08 março 2006

Não sou feminista!

Mas há belíssimos poemas sobre a mulher.
E, como hoje é Dia da Mulher, aqui ficam 2 ou 3.

I
Gosto das mulheres que envelhecem,
com a pressa das suas rugas, os cabelos
caídos pelos ombros negros do vestido,
o olhar que se perde na tristeza
dos reposteiros. Essas mulheres sentam-se
nos cantos das salas, olham para fora,
para o átrio que não vejo, de onde estou,
embora adivinhe a a presença de
outras mulheres, sentadas em bancos
de madeira, folheando revistas
baratas. As mulheres que envelhecem
sentem que as olho, que admiro os seus gestos
lentos, que amo o trabalho subterrâneo
do tempo nos seus seios. Por isso esperam
que o dia corra nesta sala sem luz,
evitam sair para a rua, e dizem baixo,
por vezes, essa elegia que só os seus lábios
podem cantar.

Nuno Júdice

Outro de Ary dos Santos

Retrato de Sophia

Senhora dona águia água égua
inglesa num jardim de potros gregos
mordiscando beleza rega cega
do regador de inês em seus sossegos.
De muitos anos colhes magro fruito
que depressa transformas em compota
receita tão bem feita que de há muito
nos açucara o travo da chacota.

Linhas extraídas de uma coleção:
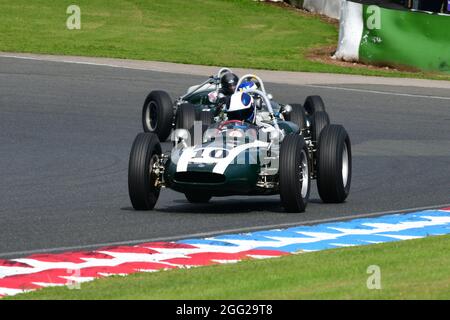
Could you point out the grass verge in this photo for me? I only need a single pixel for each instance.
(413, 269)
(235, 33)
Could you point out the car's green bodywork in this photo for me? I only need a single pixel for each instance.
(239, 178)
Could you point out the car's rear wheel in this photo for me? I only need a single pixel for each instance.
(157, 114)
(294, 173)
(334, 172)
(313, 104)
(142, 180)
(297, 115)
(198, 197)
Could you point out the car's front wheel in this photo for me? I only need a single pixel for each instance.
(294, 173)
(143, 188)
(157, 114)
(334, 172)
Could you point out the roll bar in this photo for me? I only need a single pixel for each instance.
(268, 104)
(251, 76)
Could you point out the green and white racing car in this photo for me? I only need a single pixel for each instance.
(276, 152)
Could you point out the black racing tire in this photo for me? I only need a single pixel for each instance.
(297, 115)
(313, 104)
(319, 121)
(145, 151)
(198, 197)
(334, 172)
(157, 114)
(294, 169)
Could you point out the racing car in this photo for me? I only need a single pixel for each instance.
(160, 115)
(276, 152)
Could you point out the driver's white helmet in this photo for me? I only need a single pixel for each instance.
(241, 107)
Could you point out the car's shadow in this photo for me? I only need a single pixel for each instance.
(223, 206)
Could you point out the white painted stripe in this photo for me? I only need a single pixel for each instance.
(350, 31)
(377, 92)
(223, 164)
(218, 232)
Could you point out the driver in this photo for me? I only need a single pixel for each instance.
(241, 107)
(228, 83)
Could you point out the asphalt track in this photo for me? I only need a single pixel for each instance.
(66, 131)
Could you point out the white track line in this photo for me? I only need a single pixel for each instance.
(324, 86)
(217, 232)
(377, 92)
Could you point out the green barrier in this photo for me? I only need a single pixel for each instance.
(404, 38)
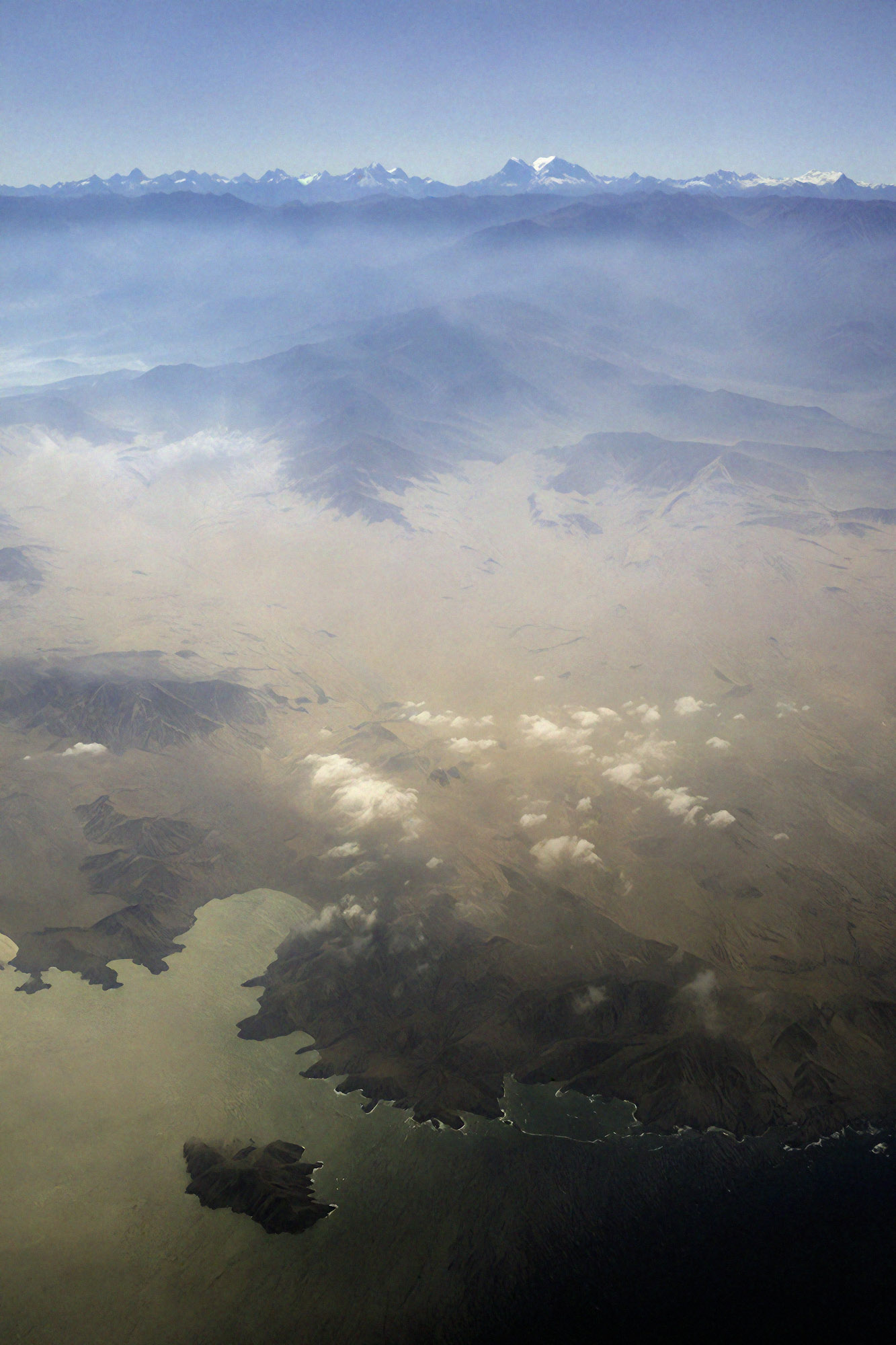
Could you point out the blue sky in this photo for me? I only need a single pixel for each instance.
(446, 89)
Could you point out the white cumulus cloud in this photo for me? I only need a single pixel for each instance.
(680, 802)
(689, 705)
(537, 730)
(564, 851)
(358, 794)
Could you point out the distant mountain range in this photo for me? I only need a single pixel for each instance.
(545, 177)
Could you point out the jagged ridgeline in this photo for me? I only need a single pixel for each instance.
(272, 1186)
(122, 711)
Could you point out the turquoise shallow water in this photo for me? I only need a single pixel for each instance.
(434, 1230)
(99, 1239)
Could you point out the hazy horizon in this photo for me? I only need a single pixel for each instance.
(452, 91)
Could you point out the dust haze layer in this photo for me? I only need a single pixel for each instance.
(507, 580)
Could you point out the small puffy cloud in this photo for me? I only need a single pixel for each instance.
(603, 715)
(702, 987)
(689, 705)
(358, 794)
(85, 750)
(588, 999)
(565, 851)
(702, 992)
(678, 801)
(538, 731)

**Instruções de trabalho:**
A: Transcreva do texto sobre o Dia da Mulher tudo o que vai desde "Nuno Júdice" até "travo da chacota.".
B: Responda às perguntas seguintes com base no texto sobre o Dia da Mulher.
(i) Que data surge no início do texto?
(ii) Segundo o primeiro poema, onde se sentam as mulheres que envelhecem?
(iii) Qual é o título do poema de Ary dos Santos?
C: Apresente a continuação do texto sobre o Dia da Mulher, a começar logo após o último verso mostrado.
As linhas constituem material à parte, independente do texto sobre o Dia da Mulher.

**Respostas por ordem:**
A:
Nuno Júdice

Outro de Ary dos Santos

Retrato de Sophia

Senhora dona águia água égua
inglesa num jardim de potros gregos
mordiscando beleza rega cega
do regador de inês em seus sossegos.
De muitos anos colhes magro fruito
que depressa transformas em compota
receita tão bem feita que de há muito
nos açucara o travo da chacota.

B:
(i) 08 março 2006.
(ii) Nos cantos das salas.
(iii) Retrato de Sophia.

C:
Porém quando por vezes és de pedra
não mármore mas árvore mas dura
do fundo do teu mar levanta-se a cratera
da nossa lusitana sepultura.

Por fim...


Poema à Mãe

No mais fundo de ti,
eu sei que traí, mãe.
o retrato adormecido
no fundo dos teus olhos.
que há leitos onde o frio não se demora
e noites rumorosas de águas matinais.
Por isso, às vezes, as palavras que te digo
são duras duras, mãe,
e o nosso amor é infeliz.
Tudo porque perdi as rosas brancas
que apertava junto ao coração
no retrato da moldura.
Se soubesses como ainda amo as rosas,
talvez não enchesses as horas de pesadelos.
Mas tu esqueceste muita coisa;
esqueceste que as minhas pernas cresceram,
que todo o meu corpo cresceu,
e até o meu coração
ficou enorme, mãe!
Olha – queres ouvir-me? –
às vezes ainda sou o menino
que adormeceu nos teus olhos;
ainda aperto contra o coração
rosas tão brancas
como as que tens na moldura;
ainda ouço a tua voz:
Era uma vez uma princesa
No meio de um laranjal...
Mas – tu sabes – a noite é enorme,
e todo o meu corpo cresceu.
Eu saí da moldura,
dei às aves os meus olhos a beber.
Não me esqueci de nada, mãe.
Guardo a tua voz dentro de mim.
E deixo-te as rosas.
Boa noite. Eu vou com as aves.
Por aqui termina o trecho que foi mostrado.